[[ DATASET CONTENT, beginning ]]

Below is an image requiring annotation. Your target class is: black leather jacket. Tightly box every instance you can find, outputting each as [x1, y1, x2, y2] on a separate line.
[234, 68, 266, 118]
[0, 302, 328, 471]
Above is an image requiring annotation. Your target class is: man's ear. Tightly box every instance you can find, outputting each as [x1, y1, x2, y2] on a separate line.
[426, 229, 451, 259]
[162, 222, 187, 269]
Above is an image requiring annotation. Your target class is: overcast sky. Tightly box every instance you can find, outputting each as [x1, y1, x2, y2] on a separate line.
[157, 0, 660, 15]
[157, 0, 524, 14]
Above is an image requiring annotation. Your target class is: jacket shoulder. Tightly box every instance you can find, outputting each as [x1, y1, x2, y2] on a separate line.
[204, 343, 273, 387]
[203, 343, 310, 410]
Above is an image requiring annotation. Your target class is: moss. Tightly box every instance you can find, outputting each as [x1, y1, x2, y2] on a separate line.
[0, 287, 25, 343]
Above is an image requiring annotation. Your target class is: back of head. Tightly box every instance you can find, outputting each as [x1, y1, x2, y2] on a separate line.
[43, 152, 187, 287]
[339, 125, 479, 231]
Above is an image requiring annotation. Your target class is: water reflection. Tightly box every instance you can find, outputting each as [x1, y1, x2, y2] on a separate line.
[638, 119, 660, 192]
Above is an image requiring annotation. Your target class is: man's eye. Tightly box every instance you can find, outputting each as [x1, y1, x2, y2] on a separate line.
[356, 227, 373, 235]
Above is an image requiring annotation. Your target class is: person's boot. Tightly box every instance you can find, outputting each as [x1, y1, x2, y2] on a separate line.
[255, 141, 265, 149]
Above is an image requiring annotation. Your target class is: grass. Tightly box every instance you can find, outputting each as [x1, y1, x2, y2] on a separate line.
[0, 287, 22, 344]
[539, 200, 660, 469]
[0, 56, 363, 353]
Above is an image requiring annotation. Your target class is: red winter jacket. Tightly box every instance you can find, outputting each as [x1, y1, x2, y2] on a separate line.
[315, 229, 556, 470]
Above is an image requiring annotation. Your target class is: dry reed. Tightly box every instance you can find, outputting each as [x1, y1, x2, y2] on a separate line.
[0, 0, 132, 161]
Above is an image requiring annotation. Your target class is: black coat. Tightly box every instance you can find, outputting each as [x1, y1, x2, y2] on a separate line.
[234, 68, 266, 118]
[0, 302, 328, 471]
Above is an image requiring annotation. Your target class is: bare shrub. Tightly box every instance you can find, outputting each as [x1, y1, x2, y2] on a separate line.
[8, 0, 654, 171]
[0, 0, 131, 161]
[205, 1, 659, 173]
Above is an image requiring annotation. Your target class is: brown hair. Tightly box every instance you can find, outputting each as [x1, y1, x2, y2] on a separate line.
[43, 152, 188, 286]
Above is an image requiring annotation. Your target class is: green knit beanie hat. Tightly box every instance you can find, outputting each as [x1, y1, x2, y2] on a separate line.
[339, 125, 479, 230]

[[ DATASET CONTENT, end ]]

**TASK INSTRUCTIONS**
Looking at the records above, please output exactly the lines that run from the one holding "class is: bare" to the final line, and only those.

**RESPONSE TO THIS TASK**
Above is an image requiring annotation. Your target class is: bare shrub. Tightly box every instance you can find, outputting each as [x1, y1, x2, y2] on a separate line.
[8, 0, 654, 171]
[0, 0, 131, 161]
[205, 1, 659, 173]
Above is an image requiring annotation. Your target class is: brown hair. Tightly box every instance you can find, outputting each as [x1, y1, x2, y2] on a separate line.
[43, 152, 188, 286]
Above is an image requiring annotation. Your target class is: green knit beanie hat. Tightly box every instance you can find, outputting each as [x1, y1, x2, y2] on a separate line.
[339, 125, 479, 230]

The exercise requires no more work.